Filter the data below for the string "framed" and copy each matching line.

◆ Source records:
- Opening Delimiter -

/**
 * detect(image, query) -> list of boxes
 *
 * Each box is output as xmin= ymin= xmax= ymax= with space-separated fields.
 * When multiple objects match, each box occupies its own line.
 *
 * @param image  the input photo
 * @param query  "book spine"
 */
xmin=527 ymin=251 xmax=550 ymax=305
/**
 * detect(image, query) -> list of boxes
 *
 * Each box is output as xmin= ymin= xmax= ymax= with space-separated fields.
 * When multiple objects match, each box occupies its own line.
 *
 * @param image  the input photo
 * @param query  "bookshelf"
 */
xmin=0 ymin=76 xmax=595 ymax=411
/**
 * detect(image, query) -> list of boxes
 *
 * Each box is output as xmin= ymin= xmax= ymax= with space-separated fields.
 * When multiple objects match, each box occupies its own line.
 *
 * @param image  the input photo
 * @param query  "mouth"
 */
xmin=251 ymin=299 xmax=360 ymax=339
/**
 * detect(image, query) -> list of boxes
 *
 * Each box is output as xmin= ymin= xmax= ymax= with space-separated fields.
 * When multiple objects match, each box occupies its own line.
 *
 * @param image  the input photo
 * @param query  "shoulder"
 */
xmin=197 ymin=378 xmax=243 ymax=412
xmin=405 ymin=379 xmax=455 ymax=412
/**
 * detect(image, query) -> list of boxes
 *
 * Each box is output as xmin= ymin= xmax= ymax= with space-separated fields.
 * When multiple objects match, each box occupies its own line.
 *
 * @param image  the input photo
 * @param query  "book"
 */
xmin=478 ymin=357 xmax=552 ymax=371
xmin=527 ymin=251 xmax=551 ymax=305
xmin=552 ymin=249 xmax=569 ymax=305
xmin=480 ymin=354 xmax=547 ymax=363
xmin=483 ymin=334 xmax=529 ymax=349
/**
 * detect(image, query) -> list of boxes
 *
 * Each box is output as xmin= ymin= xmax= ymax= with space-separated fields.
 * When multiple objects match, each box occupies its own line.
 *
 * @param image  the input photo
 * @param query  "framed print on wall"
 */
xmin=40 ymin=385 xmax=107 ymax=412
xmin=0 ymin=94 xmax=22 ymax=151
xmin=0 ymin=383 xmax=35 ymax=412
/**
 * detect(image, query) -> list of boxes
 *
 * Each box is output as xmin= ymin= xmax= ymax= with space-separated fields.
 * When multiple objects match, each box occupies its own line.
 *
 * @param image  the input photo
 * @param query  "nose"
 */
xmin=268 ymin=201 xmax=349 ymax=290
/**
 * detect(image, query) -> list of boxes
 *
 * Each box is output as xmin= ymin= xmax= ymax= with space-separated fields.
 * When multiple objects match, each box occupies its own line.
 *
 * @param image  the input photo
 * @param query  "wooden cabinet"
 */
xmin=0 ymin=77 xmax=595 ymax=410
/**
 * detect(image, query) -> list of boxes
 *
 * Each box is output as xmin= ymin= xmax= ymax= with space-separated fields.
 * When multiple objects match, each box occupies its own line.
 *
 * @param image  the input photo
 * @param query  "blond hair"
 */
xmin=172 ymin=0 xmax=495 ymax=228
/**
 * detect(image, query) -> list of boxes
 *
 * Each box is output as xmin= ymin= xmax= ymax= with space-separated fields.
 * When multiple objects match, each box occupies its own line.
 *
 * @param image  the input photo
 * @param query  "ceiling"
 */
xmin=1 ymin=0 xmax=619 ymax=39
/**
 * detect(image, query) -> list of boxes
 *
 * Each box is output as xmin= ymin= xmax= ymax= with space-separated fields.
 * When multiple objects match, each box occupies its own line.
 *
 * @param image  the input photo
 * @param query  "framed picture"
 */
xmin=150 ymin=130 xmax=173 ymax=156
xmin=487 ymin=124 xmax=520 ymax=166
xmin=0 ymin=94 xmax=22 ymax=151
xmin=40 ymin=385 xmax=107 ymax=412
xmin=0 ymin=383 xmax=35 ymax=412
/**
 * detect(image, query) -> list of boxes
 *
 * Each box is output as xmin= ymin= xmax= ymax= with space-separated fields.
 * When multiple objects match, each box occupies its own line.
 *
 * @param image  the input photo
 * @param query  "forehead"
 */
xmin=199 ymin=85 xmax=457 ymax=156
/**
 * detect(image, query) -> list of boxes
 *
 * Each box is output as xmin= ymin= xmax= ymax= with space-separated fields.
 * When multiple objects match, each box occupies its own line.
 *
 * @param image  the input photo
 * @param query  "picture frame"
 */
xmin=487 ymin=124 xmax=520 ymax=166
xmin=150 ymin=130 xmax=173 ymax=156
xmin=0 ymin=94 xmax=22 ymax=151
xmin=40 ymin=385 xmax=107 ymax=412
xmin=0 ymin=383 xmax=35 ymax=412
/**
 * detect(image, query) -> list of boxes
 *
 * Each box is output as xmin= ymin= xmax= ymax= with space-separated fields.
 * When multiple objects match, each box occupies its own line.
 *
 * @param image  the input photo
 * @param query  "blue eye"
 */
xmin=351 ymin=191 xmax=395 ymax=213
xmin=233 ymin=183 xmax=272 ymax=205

- Closing Delimiter -

◆ Answer to the problem:
 * @param query  "framed print on wall"
 * @param query  "framed picture"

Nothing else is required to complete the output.